# ARTICLE:
P.S Fuck what Wilmott.com users say. Needless to say, there are a lot of
wankers and over-sized egos on trading desks.

------
babobear
My roommate works for two sigma and he actually likes it a lot. He has a CS
degree from CMU and used to work for GS, and like its much more than GS.

I don't think he works in the deep level programming group but rather product
development, but he says he finds it stimulating and interesting - and is paid
very decently for the level he is at. In fact, he won't leave the security of
the job and pay for any startup no matter how I try to convince him ;).

He has also stated that the people who work there come from a diverse range of
backgrounds and it's just a very chill and laid back environment unlike most
finance shops.

------
T_S_
Those two firms are ok, from people I have spoken to there. There are a bunch
of small prop shops around, throwing spaghetti at the wall, hoping something
sticks. Like many other fields, if you can get in with a quality crew it can
be a good experience. Otherwise not.

# SET PROBLEM 1:
Answer these questions about the forum thread on working at trading firms, one line each:
(a) What degree does the roommate hold, and from which school?
(b) What kind of environment does the roommate say Two Sigma has?
(c) According to the post by T_S_, what are the small prop shops doing?
# SET PROBLEM 2:
Carry on the forum thread about working at trading firms, picking up right after its final sentence, "Otherwise not."

# STORED DATA:
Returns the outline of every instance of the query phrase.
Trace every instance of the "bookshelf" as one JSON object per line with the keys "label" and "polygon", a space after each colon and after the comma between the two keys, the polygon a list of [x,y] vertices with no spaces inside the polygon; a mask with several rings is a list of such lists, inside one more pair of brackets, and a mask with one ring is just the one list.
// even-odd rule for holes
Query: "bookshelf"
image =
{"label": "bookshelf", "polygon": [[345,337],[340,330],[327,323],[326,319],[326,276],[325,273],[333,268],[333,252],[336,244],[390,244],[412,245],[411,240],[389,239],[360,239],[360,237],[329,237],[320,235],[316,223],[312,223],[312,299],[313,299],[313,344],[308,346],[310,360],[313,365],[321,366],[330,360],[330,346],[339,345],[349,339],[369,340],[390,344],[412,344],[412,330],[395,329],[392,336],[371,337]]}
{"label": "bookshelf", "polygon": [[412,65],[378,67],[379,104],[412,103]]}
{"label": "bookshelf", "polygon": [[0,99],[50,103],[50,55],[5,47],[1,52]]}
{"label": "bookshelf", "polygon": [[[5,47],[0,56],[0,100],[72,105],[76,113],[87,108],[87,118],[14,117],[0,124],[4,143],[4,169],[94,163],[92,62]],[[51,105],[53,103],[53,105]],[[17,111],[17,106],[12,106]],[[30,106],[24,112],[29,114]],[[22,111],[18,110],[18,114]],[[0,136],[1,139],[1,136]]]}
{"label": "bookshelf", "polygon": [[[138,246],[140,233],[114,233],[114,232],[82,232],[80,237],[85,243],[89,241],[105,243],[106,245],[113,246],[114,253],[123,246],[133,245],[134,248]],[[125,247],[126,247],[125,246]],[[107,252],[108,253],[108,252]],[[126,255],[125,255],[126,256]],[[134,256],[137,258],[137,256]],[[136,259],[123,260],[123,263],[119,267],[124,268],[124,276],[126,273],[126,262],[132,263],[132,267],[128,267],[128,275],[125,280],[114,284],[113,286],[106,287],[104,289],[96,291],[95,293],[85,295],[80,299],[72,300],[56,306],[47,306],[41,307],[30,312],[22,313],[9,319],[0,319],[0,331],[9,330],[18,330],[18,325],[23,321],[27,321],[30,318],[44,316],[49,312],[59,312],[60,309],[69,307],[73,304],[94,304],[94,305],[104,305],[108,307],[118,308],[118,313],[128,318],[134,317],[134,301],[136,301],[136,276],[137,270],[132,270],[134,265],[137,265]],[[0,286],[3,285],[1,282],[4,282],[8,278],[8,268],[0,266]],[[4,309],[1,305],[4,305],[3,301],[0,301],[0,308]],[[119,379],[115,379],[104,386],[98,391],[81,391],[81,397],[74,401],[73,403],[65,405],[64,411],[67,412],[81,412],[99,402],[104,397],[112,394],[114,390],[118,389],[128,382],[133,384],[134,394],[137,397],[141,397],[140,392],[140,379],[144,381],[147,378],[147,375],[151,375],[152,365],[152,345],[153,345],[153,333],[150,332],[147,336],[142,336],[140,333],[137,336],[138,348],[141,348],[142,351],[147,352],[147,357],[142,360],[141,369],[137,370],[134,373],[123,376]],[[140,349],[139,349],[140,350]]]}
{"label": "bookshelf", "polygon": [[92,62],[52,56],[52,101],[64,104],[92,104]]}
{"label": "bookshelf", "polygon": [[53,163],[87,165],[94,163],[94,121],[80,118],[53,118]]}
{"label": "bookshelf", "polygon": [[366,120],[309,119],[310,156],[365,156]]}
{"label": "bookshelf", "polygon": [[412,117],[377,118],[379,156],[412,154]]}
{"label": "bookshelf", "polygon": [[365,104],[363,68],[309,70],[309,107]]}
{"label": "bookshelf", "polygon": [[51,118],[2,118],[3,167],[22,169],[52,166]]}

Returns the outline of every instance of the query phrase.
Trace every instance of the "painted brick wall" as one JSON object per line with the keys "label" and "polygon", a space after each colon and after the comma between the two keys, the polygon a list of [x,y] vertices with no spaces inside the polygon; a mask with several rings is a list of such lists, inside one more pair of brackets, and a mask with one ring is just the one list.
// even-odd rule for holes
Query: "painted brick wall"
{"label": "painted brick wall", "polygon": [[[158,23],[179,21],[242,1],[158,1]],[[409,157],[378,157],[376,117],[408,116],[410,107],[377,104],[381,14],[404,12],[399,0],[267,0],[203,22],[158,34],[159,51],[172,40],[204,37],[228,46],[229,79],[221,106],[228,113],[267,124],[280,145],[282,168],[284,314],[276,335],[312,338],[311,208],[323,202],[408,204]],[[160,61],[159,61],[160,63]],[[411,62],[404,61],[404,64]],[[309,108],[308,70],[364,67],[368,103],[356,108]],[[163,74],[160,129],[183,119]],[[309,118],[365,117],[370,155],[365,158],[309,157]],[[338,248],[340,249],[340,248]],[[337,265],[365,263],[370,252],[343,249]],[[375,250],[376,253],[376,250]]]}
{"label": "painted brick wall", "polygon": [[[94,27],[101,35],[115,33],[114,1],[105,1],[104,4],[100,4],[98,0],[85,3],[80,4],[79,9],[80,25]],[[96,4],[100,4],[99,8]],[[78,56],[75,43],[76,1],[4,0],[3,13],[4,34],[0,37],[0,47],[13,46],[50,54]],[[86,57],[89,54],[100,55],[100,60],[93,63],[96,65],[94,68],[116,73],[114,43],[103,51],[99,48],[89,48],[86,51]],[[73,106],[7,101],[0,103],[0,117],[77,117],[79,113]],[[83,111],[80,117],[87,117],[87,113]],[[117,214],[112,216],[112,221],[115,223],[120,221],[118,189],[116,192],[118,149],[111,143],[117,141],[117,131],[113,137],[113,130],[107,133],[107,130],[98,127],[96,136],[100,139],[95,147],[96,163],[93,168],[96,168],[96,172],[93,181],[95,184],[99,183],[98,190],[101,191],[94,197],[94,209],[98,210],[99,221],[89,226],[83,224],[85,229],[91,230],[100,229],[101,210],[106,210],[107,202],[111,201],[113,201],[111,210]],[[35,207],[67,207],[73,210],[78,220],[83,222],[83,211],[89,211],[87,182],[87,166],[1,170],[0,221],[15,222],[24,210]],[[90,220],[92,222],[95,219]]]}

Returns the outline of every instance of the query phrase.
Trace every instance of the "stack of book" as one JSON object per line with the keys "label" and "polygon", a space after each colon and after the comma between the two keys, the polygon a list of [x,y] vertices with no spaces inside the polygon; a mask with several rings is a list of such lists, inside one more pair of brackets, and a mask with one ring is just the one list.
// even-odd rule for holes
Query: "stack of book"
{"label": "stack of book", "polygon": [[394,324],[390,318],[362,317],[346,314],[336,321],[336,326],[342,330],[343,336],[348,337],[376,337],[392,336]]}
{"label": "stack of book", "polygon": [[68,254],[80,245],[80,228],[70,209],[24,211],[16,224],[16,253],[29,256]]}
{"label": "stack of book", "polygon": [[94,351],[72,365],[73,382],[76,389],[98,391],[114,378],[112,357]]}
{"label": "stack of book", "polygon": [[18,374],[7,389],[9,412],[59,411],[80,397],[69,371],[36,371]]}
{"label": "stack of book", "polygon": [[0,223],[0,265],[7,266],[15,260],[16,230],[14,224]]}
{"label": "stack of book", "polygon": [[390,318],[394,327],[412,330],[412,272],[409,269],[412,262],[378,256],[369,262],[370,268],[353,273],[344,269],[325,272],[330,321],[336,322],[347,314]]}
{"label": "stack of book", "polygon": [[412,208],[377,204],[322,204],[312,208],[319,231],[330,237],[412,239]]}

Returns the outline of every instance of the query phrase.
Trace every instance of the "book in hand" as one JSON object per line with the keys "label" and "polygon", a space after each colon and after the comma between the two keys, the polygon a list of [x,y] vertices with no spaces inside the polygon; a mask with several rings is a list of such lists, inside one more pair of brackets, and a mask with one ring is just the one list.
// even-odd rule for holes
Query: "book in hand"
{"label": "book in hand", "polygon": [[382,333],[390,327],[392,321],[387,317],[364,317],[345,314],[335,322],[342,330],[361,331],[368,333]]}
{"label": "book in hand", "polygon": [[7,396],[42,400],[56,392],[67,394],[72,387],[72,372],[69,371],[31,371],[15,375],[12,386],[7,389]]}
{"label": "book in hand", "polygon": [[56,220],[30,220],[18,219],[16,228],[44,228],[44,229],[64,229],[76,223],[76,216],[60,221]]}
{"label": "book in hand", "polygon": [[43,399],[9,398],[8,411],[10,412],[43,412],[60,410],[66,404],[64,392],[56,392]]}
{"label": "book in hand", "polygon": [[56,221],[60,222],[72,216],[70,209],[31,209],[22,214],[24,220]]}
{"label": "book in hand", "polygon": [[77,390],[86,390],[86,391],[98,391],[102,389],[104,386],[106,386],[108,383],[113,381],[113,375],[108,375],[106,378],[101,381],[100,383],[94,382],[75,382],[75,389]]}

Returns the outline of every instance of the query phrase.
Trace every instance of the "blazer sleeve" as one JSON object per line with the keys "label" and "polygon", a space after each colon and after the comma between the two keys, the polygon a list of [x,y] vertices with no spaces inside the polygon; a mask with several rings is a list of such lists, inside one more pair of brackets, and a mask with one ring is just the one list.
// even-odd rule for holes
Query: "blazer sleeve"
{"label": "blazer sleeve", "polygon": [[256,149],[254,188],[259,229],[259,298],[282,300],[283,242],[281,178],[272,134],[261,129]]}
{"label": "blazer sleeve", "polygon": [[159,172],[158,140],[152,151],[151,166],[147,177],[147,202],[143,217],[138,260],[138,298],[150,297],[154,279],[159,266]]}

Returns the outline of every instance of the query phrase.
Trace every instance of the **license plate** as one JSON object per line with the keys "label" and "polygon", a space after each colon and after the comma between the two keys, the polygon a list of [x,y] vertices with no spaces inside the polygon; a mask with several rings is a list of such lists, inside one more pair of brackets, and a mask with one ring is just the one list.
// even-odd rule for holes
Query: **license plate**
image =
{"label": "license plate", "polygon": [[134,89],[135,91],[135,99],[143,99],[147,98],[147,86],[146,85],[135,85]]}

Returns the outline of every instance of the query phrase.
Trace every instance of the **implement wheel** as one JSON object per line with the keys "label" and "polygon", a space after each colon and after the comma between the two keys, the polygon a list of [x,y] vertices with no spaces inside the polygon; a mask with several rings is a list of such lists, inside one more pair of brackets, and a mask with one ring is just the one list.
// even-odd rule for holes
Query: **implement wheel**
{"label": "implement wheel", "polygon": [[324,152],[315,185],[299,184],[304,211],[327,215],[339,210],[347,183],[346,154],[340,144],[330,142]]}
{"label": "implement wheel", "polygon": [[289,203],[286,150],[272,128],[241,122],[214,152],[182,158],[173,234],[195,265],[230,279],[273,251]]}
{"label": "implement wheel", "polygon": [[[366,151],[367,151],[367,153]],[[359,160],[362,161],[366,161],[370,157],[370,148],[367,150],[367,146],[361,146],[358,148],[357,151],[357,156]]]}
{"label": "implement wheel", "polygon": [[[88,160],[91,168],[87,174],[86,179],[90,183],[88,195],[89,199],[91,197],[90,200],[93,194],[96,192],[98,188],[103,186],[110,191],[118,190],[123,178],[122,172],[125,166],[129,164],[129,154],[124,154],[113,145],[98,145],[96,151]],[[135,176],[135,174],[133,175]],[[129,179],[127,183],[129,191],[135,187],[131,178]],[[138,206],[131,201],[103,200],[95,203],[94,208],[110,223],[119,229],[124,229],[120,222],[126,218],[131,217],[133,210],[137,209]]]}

# EXPECTED OUTPUT 1:
(a) A CS degree from CMU.
(b) A very chill and laid-back environment, unlike most finance shops.
(c) Throwing spaghetti at the wall, hoping something sticks.

# EXPECTED OUTPUT 2:
------
pheon
working in certain areas of finance can be very fun interesting and excellent
money wise. its a very rare combination where technology collides with money
in such a direct and measurable way. think of how sales guys performance is
quantifiably measured but replace sales with coding. you wont find such a
directly quantifiable measure in any other field... yes the quality of your
code/product isnt that important for startups.

so if you think your code/models/you are top shit... then its really easy to
get a reality check on your percived abilities. its what makes it fun. all the
bullshit and hand waving in the world is FUD against _your_ PnL

------
ig1
Firstly a huge number of developers are employed in a wide variety of roles in
financial firms. Pretty much any development job possible from language
engineering to ajax can be found in banking.

At smaller firms you'll have a smaller number of roles, typically they'll be
back-office stuff (settlement, position reconciliation etc.), front-office
stuff (stuff that directly makes money, algo trading, risk management, etc.)
and a few bit and pieces in between (exchange connectivity, etc).

In general the money you get in banking is more than you'll get doing the same
role outside of banking. The most money is in front-office and the least in
back-office, although the difference in base salary isn't generally huge, the
bonus can be depending on the firm.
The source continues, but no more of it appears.